[START Data extract]

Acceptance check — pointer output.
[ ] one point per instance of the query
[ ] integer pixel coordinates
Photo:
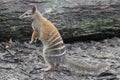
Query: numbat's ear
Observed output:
(34, 9)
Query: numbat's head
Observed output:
(29, 13)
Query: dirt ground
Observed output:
(24, 61)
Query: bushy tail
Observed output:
(85, 68)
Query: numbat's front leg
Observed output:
(34, 36)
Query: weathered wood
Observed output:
(72, 22)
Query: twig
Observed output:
(5, 49)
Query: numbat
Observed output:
(54, 51)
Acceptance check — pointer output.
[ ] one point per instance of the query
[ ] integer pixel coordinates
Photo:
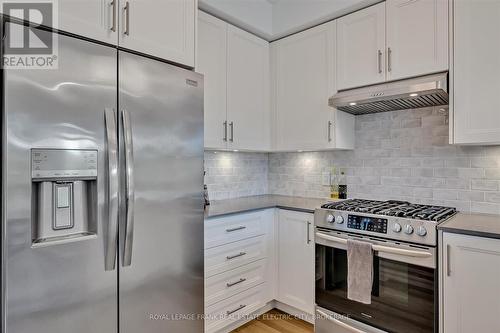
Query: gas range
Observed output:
(396, 220)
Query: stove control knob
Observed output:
(396, 227)
(421, 231)
(408, 229)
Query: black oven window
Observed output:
(402, 295)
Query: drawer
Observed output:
(227, 284)
(219, 231)
(223, 258)
(232, 309)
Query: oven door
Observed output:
(404, 284)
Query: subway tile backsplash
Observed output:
(231, 175)
(402, 155)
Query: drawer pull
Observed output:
(236, 255)
(237, 309)
(241, 227)
(230, 284)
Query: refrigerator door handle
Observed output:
(130, 190)
(112, 197)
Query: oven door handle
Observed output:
(339, 323)
(380, 248)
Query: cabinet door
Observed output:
(303, 68)
(475, 72)
(296, 260)
(211, 62)
(417, 37)
(471, 299)
(90, 18)
(164, 29)
(248, 97)
(360, 47)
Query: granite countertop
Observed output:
(483, 225)
(245, 204)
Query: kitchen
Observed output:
(350, 152)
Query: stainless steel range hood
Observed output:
(424, 91)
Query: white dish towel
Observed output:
(359, 271)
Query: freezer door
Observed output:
(161, 273)
(62, 285)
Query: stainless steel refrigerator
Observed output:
(102, 180)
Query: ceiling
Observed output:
(273, 19)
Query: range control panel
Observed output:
(63, 163)
(367, 223)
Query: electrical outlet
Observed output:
(325, 179)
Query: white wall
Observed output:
(290, 16)
(252, 15)
(272, 19)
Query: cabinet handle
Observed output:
(389, 59)
(237, 309)
(330, 131)
(230, 284)
(308, 232)
(236, 255)
(126, 10)
(379, 61)
(113, 8)
(236, 228)
(448, 266)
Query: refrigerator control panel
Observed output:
(63, 164)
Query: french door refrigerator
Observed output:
(102, 207)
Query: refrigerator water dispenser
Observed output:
(64, 195)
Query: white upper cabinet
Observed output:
(248, 95)
(235, 65)
(94, 19)
(417, 37)
(475, 72)
(361, 47)
(164, 29)
(471, 292)
(296, 260)
(303, 71)
(211, 62)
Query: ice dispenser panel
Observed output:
(64, 200)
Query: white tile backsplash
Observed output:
(231, 175)
(401, 155)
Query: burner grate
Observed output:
(394, 208)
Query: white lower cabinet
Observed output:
(295, 260)
(232, 309)
(239, 267)
(266, 256)
(470, 284)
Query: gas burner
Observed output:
(394, 208)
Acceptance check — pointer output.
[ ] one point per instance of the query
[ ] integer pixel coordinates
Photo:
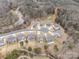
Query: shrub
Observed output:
(13, 55)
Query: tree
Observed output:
(21, 43)
(37, 50)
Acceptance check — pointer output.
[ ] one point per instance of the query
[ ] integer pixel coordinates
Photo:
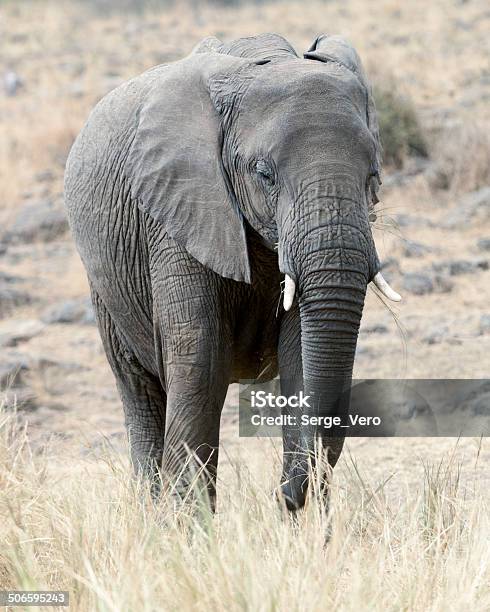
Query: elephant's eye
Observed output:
(265, 173)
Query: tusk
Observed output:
(385, 289)
(289, 291)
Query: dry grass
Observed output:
(88, 529)
(463, 157)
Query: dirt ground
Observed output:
(57, 60)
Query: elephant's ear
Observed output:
(336, 49)
(175, 167)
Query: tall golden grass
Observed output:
(89, 529)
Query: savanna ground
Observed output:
(409, 521)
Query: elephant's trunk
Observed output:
(332, 269)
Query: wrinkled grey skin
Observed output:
(178, 190)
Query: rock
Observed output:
(436, 335)
(72, 311)
(415, 249)
(485, 324)
(12, 369)
(461, 266)
(19, 397)
(38, 221)
(390, 268)
(483, 244)
(480, 406)
(378, 328)
(423, 283)
(11, 298)
(475, 206)
(442, 283)
(22, 331)
(362, 350)
(403, 220)
(418, 284)
(11, 82)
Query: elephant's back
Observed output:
(108, 227)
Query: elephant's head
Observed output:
(291, 146)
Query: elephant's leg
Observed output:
(196, 394)
(194, 339)
(142, 395)
(296, 462)
(294, 477)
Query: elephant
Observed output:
(221, 207)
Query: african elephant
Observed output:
(193, 191)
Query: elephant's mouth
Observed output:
(378, 281)
(329, 281)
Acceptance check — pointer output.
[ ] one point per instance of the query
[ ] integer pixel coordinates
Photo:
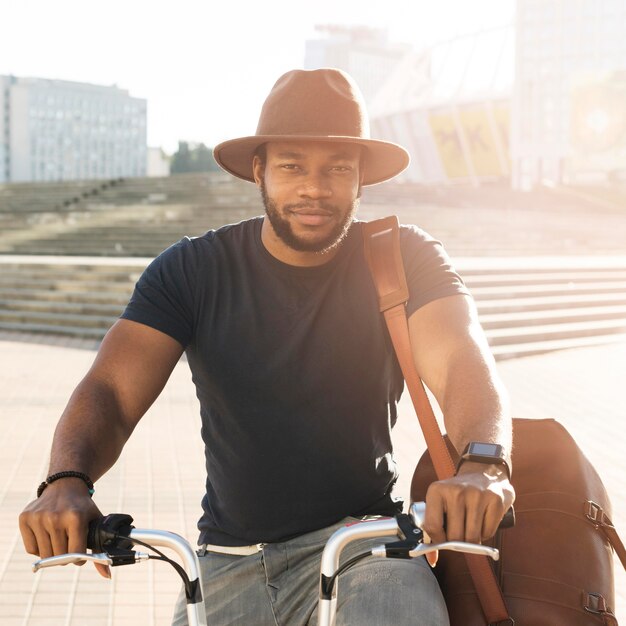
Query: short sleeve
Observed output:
(428, 269)
(164, 294)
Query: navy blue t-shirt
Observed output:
(295, 374)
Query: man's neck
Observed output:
(284, 253)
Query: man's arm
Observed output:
(454, 361)
(130, 370)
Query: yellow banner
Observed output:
(480, 141)
(448, 144)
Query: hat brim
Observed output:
(383, 159)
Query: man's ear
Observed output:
(258, 170)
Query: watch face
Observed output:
(487, 449)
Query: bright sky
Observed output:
(205, 66)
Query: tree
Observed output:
(193, 157)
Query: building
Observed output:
(365, 53)
(158, 163)
(569, 100)
(450, 106)
(61, 130)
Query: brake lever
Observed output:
(73, 557)
(456, 546)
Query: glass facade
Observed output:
(71, 131)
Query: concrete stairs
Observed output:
(529, 306)
(141, 217)
(526, 306)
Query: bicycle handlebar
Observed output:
(116, 546)
(111, 538)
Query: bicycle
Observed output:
(111, 538)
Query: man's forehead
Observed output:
(304, 149)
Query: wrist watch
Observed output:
(488, 453)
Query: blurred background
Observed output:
(514, 113)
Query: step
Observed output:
(57, 320)
(545, 332)
(88, 297)
(544, 278)
(64, 285)
(50, 329)
(526, 291)
(76, 273)
(62, 307)
(555, 316)
(546, 303)
(511, 351)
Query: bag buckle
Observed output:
(596, 604)
(596, 515)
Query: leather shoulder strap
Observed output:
(381, 239)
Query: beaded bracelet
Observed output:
(68, 474)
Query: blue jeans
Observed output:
(278, 586)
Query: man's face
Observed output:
(310, 191)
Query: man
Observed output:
(296, 378)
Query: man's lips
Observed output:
(312, 217)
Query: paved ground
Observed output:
(159, 478)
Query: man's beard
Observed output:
(285, 233)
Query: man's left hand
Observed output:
(472, 503)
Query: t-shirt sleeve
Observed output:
(428, 269)
(164, 294)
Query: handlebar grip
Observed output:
(508, 521)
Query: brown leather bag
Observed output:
(556, 564)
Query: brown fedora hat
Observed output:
(314, 105)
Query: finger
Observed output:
(77, 536)
(433, 517)
(28, 537)
(432, 558)
(58, 539)
(103, 570)
(492, 518)
(455, 522)
(44, 545)
(474, 520)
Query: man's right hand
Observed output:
(58, 521)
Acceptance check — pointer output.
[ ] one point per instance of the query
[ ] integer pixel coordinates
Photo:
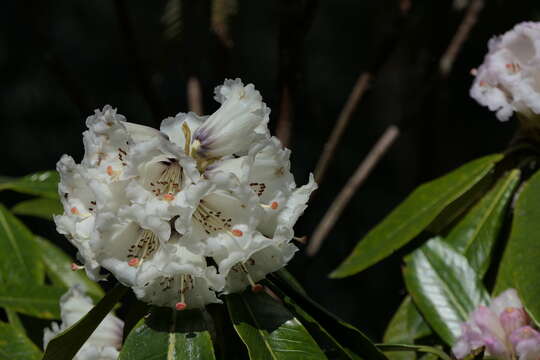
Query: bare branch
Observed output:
(358, 91)
(461, 35)
(194, 95)
(358, 178)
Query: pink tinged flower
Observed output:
(526, 341)
(493, 333)
(513, 318)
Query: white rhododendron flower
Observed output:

[END Data extract]

_Requirements_
Copy out the lines of the listing from the one containing "Query: white rhododendron flower" through the end of the listing, both included, keeping each line unchanged.

_Exercise response_
Query: white rhododendron flower
Observed output:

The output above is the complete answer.